#### [PROBLEM TO SOLVE]
Return every line in the entries below that contains the word "evergreen".

Raw entries
============================================================
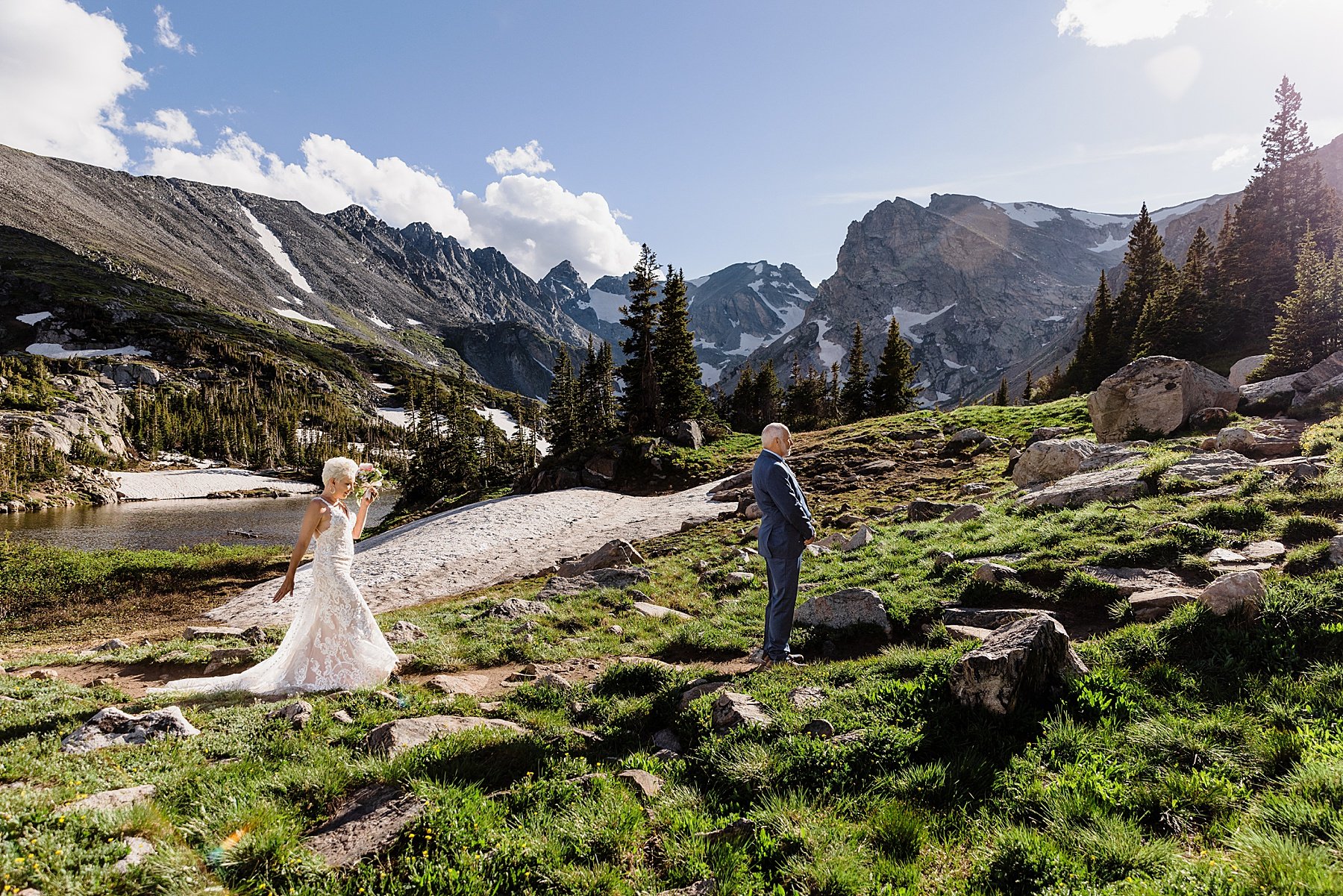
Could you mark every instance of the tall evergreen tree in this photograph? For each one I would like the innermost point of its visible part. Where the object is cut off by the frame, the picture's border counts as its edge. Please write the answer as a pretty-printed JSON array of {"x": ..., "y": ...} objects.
[
  {"x": 639, "y": 370},
  {"x": 1311, "y": 324},
  {"x": 562, "y": 406},
  {"x": 854, "y": 397},
  {"x": 893, "y": 386},
  {"x": 1286, "y": 196},
  {"x": 673, "y": 354}
]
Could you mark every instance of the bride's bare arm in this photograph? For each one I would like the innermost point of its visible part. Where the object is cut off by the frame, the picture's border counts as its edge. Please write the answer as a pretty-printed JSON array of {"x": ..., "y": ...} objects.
[
  {"x": 363, "y": 511},
  {"x": 312, "y": 520}
]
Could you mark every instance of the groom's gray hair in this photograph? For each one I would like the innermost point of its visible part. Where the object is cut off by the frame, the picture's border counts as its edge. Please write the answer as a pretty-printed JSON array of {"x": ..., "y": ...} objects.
[{"x": 336, "y": 466}]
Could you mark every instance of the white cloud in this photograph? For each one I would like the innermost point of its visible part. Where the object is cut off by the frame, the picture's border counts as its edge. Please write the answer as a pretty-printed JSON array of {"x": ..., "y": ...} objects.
[
  {"x": 1111, "y": 23},
  {"x": 62, "y": 75},
  {"x": 1174, "y": 72},
  {"x": 169, "y": 127},
  {"x": 167, "y": 37},
  {"x": 527, "y": 159},
  {"x": 533, "y": 221},
  {"x": 1235, "y": 156}
]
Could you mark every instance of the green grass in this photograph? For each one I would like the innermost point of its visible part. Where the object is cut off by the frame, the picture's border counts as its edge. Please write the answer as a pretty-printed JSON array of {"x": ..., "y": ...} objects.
[{"x": 1197, "y": 756}]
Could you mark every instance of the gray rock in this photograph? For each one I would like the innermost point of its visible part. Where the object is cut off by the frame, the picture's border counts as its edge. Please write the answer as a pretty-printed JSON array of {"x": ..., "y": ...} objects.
[
  {"x": 517, "y": 607},
  {"x": 1121, "y": 484},
  {"x": 609, "y": 578},
  {"x": 965, "y": 513},
  {"x": 1155, "y": 394},
  {"x": 1150, "y": 606},
  {"x": 298, "y": 714},
  {"x": 732, "y": 709},
  {"x": 845, "y": 609},
  {"x": 656, "y": 612},
  {"x": 1235, "y": 594},
  {"x": 399, "y": 735},
  {"x": 1242, "y": 369},
  {"x": 617, "y": 552},
  {"x": 1017, "y": 661},
  {"x": 369, "y": 822},
  {"x": 110, "y": 727},
  {"x": 110, "y": 800},
  {"x": 404, "y": 633}
]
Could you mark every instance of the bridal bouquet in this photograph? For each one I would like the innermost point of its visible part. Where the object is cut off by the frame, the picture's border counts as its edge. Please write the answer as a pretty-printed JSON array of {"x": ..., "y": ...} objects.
[{"x": 369, "y": 476}]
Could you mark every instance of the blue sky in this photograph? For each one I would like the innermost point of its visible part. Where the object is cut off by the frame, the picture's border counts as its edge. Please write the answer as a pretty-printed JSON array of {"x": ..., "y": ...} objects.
[{"x": 718, "y": 132}]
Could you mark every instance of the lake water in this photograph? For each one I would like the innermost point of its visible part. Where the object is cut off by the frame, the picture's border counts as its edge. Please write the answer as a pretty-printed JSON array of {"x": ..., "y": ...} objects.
[{"x": 171, "y": 524}]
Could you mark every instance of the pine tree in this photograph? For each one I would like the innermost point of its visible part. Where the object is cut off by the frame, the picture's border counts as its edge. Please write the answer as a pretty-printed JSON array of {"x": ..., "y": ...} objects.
[
  {"x": 1142, "y": 304},
  {"x": 639, "y": 370},
  {"x": 1309, "y": 327},
  {"x": 1286, "y": 196},
  {"x": 853, "y": 398},
  {"x": 562, "y": 406},
  {"x": 673, "y": 354},
  {"x": 893, "y": 386}
]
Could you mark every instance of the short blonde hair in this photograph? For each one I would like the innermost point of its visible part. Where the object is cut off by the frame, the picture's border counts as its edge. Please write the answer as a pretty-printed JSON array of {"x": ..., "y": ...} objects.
[{"x": 336, "y": 466}]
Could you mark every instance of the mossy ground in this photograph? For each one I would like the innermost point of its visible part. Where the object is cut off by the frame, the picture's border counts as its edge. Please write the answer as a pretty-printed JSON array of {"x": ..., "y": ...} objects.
[{"x": 1197, "y": 756}]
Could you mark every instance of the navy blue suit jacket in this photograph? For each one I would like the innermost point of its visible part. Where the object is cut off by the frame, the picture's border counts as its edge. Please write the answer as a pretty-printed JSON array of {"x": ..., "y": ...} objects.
[{"x": 785, "y": 518}]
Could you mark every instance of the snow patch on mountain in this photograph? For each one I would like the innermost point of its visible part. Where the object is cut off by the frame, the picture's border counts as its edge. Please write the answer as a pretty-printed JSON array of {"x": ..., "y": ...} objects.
[{"x": 270, "y": 242}]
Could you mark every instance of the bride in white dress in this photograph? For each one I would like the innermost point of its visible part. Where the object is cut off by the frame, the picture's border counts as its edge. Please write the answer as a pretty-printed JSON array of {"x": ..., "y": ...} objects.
[{"x": 334, "y": 641}]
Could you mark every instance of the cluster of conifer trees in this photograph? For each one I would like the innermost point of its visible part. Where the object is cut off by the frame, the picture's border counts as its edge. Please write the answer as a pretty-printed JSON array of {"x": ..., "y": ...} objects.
[
  {"x": 1271, "y": 277},
  {"x": 814, "y": 401}
]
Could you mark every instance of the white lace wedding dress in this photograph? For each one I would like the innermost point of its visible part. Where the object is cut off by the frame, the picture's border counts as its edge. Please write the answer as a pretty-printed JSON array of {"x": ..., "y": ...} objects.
[{"x": 334, "y": 641}]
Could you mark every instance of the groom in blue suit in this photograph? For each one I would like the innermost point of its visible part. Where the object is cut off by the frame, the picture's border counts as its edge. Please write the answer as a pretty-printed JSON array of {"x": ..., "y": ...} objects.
[{"x": 786, "y": 527}]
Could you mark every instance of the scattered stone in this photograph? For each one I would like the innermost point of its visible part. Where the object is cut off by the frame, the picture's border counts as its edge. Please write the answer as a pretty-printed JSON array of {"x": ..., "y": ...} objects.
[
  {"x": 517, "y": 607},
  {"x": 1235, "y": 594},
  {"x": 804, "y": 698},
  {"x": 732, "y": 709},
  {"x": 1209, "y": 418},
  {"x": 399, "y": 735},
  {"x": 470, "y": 686},
  {"x": 1115, "y": 485},
  {"x": 965, "y": 513},
  {"x": 644, "y": 783},
  {"x": 863, "y": 538},
  {"x": 693, "y": 694},
  {"x": 617, "y": 552},
  {"x": 819, "y": 728},
  {"x": 1156, "y": 395},
  {"x": 139, "y": 849},
  {"x": 404, "y": 633},
  {"x": 298, "y": 714},
  {"x": 369, "y": 822},
  {"x": 666, "y": 739},
  {"x": 1017, "y": 661},
  {"x": 609, "y": 578},
  {"x": 110, "y": 727},
  {"x": 1133, "y": 579},
  {"x": 1150, "y": 606},
  {"x": 658, "y": 612},
  {"x": 110, "y": 800},
  {"x": 204, "y": 633},
  {"x": 993, "y": 572},
  {"x": 845, "y": 609},
  {"x": 921, "y": 511}
]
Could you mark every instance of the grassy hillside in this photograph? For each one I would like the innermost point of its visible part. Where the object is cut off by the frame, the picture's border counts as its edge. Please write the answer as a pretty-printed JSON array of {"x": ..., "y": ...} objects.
[{"x": 1200, "y": 755}]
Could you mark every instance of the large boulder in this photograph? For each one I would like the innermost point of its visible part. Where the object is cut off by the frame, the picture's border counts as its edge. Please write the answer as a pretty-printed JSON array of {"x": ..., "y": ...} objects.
[
  {"x": 844, "y": 610},
  {"x": 112, "y": 727},
  {"x": 1015, "y": 662},
  {"x": 618, "y": 552},
  {"x": 1155, "y": 395}
]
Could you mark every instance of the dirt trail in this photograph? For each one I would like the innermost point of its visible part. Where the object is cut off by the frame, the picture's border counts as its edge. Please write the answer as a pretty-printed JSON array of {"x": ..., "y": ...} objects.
[{"x": 483, "y": 545}]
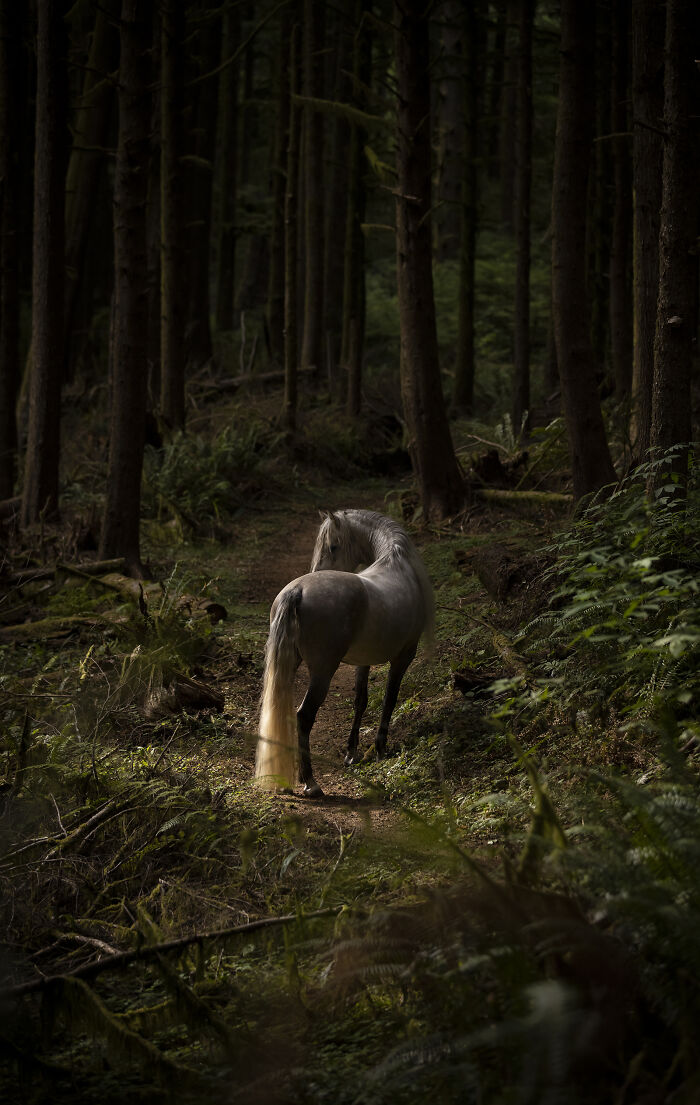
============================================================
#### [EXERCISE RESULT]
Could you mark every instance of the tall evergreen tree in this photograph? For each one I would like the innermost point of its visible part. Where the object is cut off by the frame, the picture's border counts as its edge. Please write the answer as a pretty-printed JSON array of {"x": ..., "y": ...} objects.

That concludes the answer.